-- RECORD SET follows --

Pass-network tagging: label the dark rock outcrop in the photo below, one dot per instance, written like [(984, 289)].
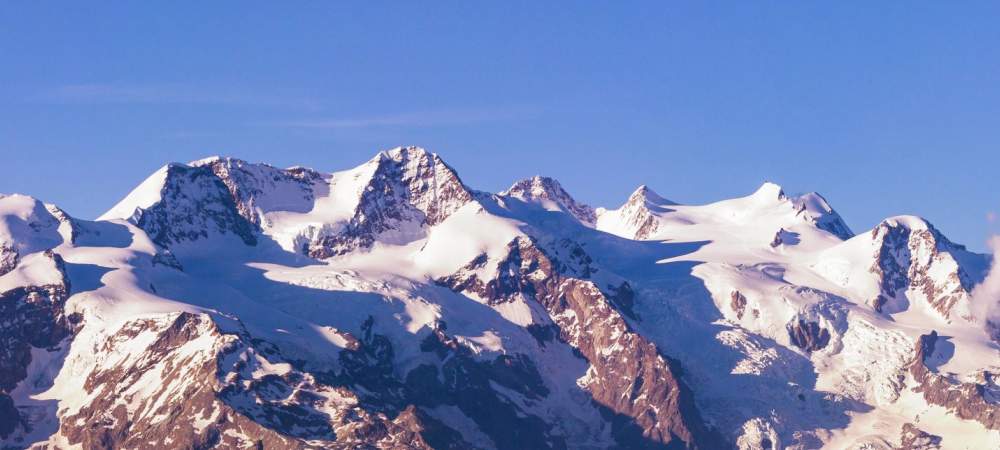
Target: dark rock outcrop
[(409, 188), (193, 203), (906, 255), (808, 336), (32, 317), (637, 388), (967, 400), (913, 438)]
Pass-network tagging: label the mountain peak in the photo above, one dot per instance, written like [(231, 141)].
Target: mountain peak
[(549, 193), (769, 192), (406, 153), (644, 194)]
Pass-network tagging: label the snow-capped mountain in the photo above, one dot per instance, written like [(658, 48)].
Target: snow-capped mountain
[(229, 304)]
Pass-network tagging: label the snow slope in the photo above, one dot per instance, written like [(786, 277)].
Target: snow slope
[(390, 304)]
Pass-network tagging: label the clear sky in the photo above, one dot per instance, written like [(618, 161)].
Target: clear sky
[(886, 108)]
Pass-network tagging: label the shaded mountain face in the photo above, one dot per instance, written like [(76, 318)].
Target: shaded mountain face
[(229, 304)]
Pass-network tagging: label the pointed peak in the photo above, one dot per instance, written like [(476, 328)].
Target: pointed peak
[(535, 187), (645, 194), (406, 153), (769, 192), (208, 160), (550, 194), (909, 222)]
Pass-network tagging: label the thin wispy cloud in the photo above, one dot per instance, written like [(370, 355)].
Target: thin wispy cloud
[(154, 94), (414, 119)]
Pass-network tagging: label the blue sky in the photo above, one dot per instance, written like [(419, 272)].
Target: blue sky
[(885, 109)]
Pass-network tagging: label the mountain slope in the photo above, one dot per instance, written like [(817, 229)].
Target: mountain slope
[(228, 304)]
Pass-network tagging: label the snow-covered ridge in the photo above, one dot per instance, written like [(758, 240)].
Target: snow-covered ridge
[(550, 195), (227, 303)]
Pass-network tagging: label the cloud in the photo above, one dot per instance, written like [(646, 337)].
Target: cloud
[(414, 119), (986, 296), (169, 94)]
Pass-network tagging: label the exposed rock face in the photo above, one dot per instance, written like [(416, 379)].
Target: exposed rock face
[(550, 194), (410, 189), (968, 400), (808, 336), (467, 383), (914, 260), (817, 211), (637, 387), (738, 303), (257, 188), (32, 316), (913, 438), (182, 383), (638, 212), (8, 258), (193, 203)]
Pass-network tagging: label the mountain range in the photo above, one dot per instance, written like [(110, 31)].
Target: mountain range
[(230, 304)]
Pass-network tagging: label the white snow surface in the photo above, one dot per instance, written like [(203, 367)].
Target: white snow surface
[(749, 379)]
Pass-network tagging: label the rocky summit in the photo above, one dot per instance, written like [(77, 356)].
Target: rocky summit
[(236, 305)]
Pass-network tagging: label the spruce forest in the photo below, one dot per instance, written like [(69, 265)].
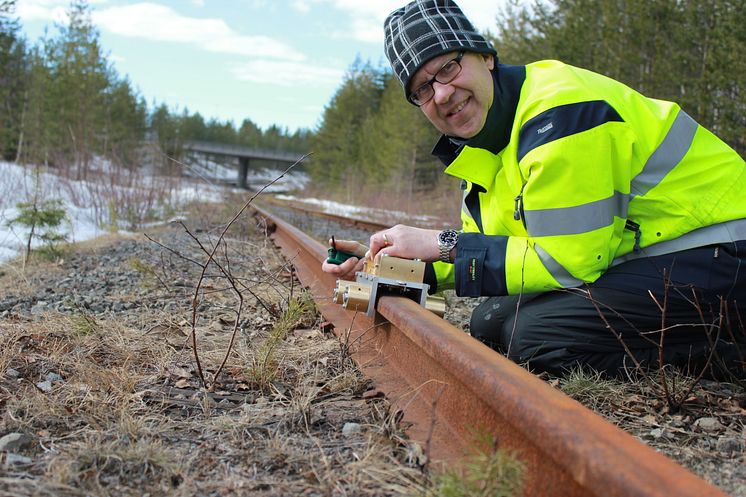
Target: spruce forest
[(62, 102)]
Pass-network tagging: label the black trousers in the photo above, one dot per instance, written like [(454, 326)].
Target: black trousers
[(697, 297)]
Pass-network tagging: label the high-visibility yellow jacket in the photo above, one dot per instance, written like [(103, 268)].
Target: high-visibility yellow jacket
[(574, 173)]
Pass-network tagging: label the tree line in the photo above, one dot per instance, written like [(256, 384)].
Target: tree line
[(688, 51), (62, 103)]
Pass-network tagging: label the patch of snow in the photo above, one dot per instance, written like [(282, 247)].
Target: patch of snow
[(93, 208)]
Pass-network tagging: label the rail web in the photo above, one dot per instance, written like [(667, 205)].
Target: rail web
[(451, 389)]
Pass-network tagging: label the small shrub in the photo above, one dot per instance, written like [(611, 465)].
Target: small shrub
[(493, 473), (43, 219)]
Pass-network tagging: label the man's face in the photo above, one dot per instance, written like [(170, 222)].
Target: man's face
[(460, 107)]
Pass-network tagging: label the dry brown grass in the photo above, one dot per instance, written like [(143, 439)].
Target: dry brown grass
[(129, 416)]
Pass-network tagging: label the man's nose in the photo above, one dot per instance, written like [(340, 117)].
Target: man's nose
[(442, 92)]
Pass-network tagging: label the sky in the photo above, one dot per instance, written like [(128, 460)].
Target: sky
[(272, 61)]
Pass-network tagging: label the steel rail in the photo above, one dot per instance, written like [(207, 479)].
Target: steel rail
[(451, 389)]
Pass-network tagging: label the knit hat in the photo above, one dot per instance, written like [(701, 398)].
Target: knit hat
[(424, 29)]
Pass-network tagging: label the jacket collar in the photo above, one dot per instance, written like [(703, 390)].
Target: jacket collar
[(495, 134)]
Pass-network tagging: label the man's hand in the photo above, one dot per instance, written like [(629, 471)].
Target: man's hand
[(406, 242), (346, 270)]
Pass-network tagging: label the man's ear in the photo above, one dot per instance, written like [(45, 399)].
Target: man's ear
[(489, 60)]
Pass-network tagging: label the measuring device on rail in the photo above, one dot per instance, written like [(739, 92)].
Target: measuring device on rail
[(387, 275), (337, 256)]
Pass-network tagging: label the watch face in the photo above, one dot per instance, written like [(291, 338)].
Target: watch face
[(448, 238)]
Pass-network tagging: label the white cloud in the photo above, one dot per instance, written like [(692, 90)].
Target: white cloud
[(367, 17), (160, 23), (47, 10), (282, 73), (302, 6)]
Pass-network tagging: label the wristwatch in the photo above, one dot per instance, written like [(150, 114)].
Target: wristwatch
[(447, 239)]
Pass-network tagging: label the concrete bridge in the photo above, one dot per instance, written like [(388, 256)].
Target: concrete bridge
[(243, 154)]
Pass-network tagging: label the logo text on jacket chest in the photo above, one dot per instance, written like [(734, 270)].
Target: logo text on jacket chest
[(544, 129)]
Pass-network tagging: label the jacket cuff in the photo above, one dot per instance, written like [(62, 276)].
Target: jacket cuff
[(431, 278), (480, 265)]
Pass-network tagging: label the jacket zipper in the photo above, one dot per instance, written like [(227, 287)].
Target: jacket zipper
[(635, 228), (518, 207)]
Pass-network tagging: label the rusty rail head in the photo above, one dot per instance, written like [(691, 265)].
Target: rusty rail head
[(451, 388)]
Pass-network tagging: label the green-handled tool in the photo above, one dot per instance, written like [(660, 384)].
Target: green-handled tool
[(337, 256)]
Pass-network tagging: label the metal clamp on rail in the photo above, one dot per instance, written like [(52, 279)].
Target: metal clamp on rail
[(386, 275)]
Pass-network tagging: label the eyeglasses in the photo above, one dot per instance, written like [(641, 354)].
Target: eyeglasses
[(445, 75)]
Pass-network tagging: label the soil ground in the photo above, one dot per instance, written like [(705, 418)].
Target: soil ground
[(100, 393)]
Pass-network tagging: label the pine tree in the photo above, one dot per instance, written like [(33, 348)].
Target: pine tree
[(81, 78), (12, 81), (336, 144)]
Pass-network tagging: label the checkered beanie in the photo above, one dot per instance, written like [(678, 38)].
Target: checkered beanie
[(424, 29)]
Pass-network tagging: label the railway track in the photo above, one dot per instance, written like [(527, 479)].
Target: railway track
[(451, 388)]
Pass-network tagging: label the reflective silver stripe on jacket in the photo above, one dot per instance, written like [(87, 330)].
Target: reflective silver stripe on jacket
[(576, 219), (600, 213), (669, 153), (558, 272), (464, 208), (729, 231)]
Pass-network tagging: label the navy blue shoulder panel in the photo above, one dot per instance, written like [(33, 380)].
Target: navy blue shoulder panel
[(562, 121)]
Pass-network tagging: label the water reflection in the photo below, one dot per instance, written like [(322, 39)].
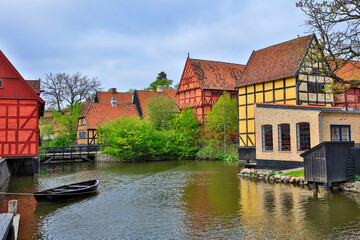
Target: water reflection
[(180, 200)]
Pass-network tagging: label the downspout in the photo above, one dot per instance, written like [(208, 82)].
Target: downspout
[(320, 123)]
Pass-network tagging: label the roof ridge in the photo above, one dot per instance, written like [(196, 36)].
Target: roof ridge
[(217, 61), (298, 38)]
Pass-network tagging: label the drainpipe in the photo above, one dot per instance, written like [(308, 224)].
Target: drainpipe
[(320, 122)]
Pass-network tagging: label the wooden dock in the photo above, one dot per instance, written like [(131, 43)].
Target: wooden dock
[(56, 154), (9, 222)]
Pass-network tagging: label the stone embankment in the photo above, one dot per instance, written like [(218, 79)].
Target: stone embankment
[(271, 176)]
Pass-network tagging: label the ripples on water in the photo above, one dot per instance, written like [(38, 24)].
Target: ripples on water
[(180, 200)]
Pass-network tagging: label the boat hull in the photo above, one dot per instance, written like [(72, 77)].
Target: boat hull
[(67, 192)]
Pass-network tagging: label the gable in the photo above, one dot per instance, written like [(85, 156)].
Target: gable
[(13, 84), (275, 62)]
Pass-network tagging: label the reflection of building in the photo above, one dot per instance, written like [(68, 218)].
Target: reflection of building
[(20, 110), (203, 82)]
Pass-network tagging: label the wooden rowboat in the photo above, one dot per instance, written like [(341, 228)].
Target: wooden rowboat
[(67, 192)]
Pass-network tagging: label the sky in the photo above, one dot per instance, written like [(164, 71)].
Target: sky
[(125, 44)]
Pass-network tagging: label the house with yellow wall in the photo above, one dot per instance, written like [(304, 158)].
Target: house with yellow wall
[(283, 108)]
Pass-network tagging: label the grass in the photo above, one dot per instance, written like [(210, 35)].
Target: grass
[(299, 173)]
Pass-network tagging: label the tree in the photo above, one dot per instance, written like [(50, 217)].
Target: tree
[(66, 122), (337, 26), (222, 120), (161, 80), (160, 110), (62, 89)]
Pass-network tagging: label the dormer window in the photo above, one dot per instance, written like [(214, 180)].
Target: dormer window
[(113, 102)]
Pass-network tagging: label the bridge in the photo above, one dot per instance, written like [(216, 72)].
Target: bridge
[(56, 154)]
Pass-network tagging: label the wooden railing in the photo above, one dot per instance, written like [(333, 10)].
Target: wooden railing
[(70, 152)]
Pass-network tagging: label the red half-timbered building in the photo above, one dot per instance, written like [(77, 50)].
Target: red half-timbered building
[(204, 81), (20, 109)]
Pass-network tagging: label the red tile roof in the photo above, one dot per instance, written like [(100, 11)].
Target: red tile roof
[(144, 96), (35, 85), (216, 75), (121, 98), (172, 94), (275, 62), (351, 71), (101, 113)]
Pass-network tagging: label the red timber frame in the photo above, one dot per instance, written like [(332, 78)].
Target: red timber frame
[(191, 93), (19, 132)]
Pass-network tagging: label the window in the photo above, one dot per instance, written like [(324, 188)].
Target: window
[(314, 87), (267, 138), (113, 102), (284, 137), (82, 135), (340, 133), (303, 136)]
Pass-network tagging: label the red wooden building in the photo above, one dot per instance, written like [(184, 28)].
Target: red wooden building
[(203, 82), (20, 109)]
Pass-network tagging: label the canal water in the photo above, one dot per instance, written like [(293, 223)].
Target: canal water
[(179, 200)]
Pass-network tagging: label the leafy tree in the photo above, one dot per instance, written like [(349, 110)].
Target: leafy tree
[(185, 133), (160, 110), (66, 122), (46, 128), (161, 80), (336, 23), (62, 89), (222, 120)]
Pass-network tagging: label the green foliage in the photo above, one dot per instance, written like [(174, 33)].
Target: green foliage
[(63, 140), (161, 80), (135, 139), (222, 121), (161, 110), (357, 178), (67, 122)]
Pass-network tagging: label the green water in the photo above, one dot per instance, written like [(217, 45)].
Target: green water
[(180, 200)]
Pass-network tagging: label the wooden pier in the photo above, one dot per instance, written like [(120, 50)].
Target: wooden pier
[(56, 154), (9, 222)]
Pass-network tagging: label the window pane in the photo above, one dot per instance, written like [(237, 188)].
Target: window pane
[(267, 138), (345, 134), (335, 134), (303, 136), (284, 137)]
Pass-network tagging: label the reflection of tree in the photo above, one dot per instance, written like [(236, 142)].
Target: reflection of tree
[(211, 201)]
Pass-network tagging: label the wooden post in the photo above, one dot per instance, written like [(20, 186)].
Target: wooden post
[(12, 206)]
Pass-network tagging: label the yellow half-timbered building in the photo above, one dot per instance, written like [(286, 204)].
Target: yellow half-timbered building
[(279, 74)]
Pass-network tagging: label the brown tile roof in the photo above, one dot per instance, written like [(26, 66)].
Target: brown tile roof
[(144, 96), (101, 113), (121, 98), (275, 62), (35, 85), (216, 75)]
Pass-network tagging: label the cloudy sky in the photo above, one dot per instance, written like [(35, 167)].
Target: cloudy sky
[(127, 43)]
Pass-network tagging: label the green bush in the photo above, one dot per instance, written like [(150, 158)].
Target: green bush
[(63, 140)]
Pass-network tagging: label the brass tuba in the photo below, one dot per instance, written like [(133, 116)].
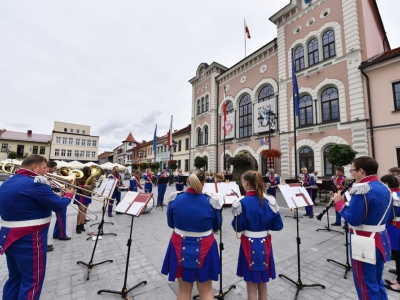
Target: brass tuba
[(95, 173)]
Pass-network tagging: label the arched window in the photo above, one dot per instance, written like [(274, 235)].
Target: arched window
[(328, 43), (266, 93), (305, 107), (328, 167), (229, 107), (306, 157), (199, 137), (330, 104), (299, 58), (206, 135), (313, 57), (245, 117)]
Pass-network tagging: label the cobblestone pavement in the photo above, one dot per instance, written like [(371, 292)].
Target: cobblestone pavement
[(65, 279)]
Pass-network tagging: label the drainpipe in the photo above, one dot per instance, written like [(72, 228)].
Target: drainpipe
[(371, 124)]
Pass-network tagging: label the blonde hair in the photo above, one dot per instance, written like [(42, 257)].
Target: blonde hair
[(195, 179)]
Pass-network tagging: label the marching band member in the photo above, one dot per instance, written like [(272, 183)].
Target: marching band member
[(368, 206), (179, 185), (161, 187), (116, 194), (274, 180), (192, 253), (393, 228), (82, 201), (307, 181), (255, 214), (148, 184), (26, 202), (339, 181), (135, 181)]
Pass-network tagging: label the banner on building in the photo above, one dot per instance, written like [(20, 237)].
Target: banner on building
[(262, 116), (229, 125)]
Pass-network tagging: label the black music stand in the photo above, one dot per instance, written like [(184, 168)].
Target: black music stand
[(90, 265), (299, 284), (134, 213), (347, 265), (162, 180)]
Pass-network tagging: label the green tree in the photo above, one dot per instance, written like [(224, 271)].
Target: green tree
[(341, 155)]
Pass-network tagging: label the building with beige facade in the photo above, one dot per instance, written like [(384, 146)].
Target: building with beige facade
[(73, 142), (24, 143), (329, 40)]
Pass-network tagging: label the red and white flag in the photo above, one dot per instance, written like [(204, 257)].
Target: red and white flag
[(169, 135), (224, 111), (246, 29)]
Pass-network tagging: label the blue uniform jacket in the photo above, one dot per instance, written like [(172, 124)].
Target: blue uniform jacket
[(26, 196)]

-- RECORD SET concluded --

DIRECTIONS:
This exercise requires the lines of the entries containing the string "below".

WRITTEN REPLY:
Pass-network tagging: label the dark rock outcrop in the photo below, one dot per instance, written like [(984, 289)].
Pass-network tagging: label the spruce forest in the photo below, one dot per instance, written like [(69, 265)].
Pass-network tagging: label the water reflection in the photo below, one dot per instance, written like [(322, 39)].
Pass-network tagging: label the brass tuba in the photo below, one dot per instance, written like [(133, 116)].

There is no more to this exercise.